* [What this task involves] Collect every line in the items below that contains the string "railing", treating uppercase and lowercase letters as distinct.

* [Dataset records]
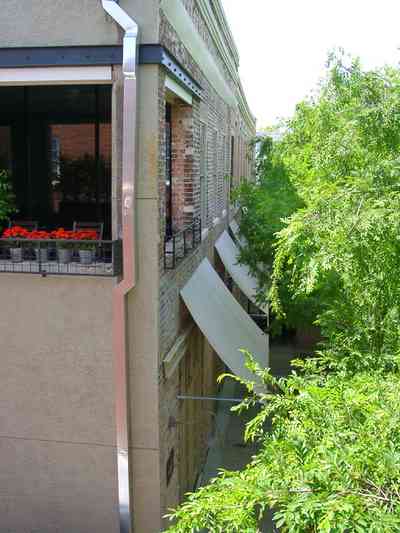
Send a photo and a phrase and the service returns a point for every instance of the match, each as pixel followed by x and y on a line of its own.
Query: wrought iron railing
pixel 61 257
pixel 181 244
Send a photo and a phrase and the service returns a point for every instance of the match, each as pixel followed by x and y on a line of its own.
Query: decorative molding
pixel 180 20
pixel 223 39
pixel 155 54
pixel 55 75
pixel 60 56
pixel 178 90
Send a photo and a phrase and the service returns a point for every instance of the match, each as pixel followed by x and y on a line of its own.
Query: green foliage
pixel 7 198
pixel 330 464
pixel 325 215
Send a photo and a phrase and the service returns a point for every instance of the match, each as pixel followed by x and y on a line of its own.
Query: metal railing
pixel 181 244
pixel 61 257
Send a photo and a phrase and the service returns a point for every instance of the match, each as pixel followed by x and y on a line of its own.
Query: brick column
pixel 182 136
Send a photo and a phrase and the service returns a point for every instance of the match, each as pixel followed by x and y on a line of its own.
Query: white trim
pixel 55 75
pixel 204 233
pixel 179 18
pixel 178 90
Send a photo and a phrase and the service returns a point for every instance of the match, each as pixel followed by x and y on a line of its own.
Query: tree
pixel 329 456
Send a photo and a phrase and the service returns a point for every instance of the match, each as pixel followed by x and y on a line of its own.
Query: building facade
pixel 128 118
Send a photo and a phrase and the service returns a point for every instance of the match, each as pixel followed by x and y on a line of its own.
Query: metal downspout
pixel 128 280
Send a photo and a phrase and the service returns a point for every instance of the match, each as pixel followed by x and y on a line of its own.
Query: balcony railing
pixel 61 257
pixel 181 244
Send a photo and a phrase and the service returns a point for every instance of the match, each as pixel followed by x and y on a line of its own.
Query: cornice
pixel 227 49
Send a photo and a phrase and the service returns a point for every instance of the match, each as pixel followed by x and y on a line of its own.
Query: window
pixel 168 171
pixel 56 143
pixel 203 176
pixel 232 162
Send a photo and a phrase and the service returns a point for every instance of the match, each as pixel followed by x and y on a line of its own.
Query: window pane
pixel 5 148
pixel 73 168
pixel 63 101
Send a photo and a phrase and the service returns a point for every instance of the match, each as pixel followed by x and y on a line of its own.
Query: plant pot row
pixel 65 255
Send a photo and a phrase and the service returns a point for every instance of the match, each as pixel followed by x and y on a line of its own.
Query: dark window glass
pixel 57 143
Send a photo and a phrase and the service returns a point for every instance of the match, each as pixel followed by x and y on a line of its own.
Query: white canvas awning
pixel 247 283
pixel 224 323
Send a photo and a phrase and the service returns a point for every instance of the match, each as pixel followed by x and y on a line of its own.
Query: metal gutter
pixel 128 280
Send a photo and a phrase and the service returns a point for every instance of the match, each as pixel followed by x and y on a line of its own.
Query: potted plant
pixel 86 246
pixel 65 246
pixel 42 249
pixel 16 233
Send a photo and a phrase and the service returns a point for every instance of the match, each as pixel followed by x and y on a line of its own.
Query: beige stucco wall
pixel 57 424
pixel 142 315
pixel 61 23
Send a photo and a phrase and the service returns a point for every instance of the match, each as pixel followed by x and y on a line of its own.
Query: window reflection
pixel 5 148
pixel 61 158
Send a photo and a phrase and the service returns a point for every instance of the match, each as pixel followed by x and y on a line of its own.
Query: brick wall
pixel 213 118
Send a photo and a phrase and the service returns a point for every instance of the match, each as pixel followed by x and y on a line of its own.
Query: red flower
pixel 16 232
pixel 39 235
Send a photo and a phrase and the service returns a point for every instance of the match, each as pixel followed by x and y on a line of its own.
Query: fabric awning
pixel 247 283
pixel 224 323
pixel 234 227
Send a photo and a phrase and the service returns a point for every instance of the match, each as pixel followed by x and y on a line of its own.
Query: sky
pixel 284 45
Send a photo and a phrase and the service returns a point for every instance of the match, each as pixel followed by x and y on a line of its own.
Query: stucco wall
pixel 61 23
pixel 57 424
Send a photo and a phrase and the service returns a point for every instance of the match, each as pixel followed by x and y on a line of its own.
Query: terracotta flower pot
pixel 42 254
pixel 64 255
pixel 16 255
pixel 86 257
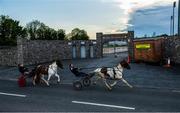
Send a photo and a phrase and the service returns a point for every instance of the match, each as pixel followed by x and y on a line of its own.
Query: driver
pixel 76 71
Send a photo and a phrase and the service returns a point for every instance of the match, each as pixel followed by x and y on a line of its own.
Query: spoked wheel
pixel 86 82
pixel 77 85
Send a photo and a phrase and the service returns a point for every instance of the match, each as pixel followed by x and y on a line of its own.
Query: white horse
pixel 115 74
pixel 51 70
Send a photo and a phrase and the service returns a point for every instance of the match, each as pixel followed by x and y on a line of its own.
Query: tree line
pixel 10 30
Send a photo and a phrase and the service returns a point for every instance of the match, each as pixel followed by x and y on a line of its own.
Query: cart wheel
pixel 86 82
pixel 77 85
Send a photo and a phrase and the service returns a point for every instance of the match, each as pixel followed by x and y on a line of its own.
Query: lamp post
pixel 174 5
pixel 171 19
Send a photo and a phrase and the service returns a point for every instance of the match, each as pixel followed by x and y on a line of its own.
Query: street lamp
pixel 179 18
pixel 174 5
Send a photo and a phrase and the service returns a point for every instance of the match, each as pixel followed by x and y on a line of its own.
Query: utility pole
pixel 174 5
pixel 171 19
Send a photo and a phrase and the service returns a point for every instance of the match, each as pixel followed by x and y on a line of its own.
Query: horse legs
pixel 126 83
pixel 44 80
pixel 57 77
pixel 49 77
pixel 107 85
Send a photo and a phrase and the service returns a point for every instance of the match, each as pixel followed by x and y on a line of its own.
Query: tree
pixel 35 30
pixel 10 30
pixel 77 34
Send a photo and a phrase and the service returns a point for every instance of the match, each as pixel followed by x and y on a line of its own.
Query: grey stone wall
pixel 172 49
pixel 8 56
pixel 41 51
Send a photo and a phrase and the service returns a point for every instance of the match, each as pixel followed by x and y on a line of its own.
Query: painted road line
pixel 104 105
pixel 10 94
pixel 175 91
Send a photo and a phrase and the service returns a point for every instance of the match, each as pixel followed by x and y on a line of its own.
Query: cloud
pixel 130 7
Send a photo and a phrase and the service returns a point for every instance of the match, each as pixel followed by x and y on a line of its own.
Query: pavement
pixel 156 89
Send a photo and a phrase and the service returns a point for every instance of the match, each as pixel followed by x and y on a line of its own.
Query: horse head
pixel 125 64
pixel 59 64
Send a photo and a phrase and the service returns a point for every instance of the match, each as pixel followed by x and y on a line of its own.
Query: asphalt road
pixel 63 98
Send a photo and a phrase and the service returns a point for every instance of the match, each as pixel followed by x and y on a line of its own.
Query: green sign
pixel 143 46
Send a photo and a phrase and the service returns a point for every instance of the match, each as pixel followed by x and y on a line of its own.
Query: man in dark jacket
pixel 76 71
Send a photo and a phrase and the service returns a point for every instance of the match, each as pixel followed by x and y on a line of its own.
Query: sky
pixel 107 16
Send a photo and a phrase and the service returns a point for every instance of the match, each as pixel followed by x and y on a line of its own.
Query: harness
pixel 52 68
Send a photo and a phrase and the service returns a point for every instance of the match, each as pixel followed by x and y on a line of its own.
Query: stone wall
pixel 41 51
pixel 172 49
pixel 8 56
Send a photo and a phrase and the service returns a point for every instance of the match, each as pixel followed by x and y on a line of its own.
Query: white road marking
pixel 10 94
pixel 175 91
pixel 104 105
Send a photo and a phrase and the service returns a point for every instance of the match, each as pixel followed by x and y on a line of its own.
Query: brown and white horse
pixel 115 74
pixel 51 70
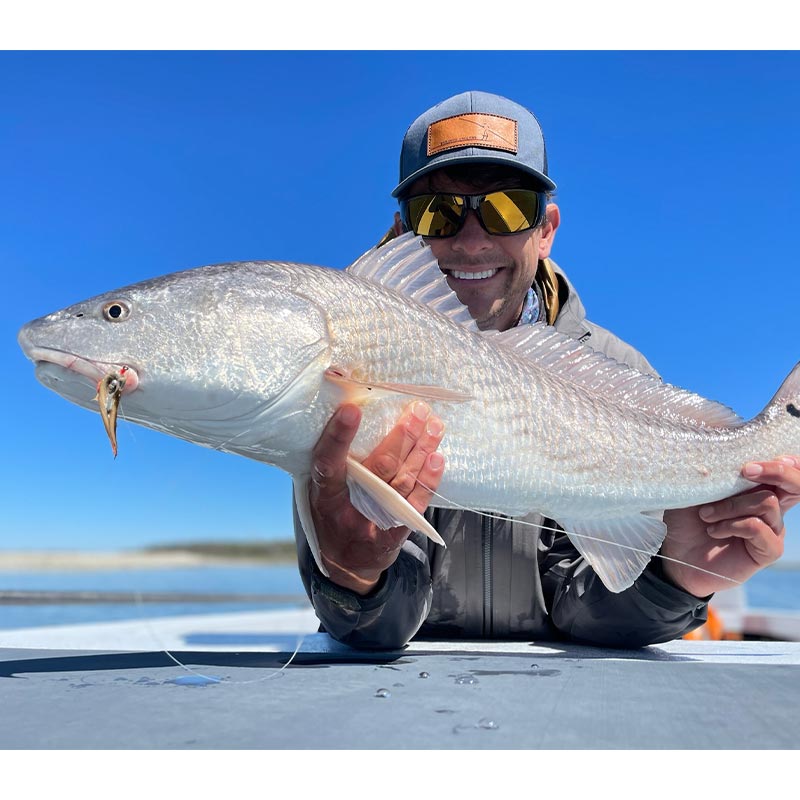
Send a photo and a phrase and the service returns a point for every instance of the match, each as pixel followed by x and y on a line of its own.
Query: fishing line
pixel 586 536
pixel 210 679
pixel 162 648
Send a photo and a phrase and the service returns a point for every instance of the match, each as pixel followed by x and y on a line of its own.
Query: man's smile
pixel 471 276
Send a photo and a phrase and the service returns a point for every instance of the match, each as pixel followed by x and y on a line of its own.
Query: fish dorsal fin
pixel 601 374
pixel 407 265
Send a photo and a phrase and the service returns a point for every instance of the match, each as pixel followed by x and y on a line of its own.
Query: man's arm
pixel 735 537
pixel 379 589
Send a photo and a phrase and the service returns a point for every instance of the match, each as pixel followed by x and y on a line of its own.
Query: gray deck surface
pixel 439 695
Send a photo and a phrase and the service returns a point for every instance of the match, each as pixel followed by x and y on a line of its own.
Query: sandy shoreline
pixel 79 561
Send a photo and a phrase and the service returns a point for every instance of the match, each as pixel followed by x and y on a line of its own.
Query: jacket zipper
pixel 487 529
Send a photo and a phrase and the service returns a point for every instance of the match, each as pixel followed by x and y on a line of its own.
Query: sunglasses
pixel 500 213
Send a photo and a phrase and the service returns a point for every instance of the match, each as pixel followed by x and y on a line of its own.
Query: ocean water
pixel 245 579
pixel 773 588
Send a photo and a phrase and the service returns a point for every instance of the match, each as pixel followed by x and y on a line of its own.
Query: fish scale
pixel 236 357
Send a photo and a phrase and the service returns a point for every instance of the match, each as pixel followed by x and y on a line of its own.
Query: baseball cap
pixel 473 127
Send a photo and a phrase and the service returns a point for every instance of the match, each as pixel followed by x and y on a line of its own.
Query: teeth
pixel 472 276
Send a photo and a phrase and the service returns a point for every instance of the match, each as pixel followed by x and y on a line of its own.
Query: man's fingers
pixel 388 457
pixel 427 482
pixel 782 473
pixel 328 459
pixel 409 471
pixel 762 503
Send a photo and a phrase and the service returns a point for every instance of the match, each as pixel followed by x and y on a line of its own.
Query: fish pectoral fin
pixel 303 504
pixel 377 501
pixel 357 391
pixel 618 549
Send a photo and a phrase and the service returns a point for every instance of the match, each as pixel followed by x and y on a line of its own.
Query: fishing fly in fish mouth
pixel 109 392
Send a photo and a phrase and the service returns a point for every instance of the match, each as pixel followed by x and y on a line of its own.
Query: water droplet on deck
pixel 195 680
pixel 460 728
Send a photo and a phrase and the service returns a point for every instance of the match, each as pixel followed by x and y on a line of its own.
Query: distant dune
pixel 184 554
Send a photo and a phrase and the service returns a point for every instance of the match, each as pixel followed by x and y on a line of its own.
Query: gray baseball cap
pixel 473 127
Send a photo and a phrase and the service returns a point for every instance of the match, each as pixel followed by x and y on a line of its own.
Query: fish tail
pixel 787 397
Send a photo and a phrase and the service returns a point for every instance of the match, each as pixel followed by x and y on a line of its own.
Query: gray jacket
pixel 499 578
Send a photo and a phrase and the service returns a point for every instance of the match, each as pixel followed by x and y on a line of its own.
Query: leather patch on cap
pixel 472 130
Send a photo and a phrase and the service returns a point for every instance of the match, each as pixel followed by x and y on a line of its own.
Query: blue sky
pixel 677 176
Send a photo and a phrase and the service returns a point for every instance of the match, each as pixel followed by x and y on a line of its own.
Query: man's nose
pixel 472 238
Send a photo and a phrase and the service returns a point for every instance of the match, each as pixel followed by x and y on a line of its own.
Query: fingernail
pixel 434 427
pixel 421 410
pixel 752 470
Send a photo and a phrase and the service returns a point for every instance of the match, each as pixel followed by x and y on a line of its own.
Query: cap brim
pixel 454 160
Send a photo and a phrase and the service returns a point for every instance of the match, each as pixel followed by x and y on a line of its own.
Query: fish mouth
pixel 89 368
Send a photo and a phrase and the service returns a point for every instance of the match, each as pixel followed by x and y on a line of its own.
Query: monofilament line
pixel 586 536
pixel 165 650
pixel 208 678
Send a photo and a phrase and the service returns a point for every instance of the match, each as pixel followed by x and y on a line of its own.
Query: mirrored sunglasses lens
pixel 510 211
pixel 436 214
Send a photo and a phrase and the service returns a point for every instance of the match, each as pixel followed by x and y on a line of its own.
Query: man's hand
pixel 735 537
pixel 354 550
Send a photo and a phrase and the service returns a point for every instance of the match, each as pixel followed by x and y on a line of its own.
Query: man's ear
pixel 552 221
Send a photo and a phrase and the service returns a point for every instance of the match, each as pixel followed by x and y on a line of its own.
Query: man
pixel 499 577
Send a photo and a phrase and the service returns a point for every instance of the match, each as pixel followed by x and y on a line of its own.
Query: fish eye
pixel 116 311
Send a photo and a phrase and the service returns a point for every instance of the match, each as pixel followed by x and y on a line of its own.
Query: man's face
pixel 490 274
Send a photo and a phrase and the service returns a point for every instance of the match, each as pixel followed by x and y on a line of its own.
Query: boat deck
pixel 113 686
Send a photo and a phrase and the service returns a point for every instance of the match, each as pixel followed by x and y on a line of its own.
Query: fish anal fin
pixel 358 391
pixel 303 504
pixel 617 549
pixel 379 502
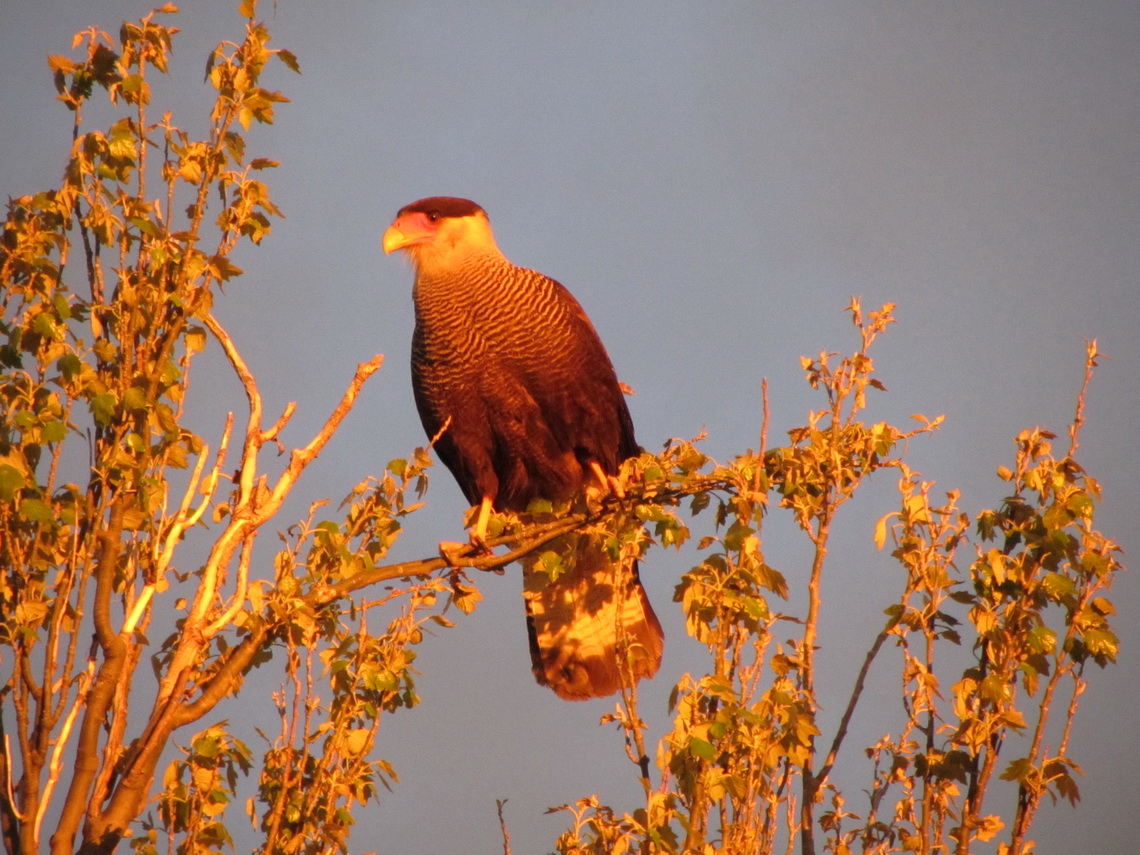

* [Final result]
Query: wrought iron railing
Query: metal railing
Query: balcony railing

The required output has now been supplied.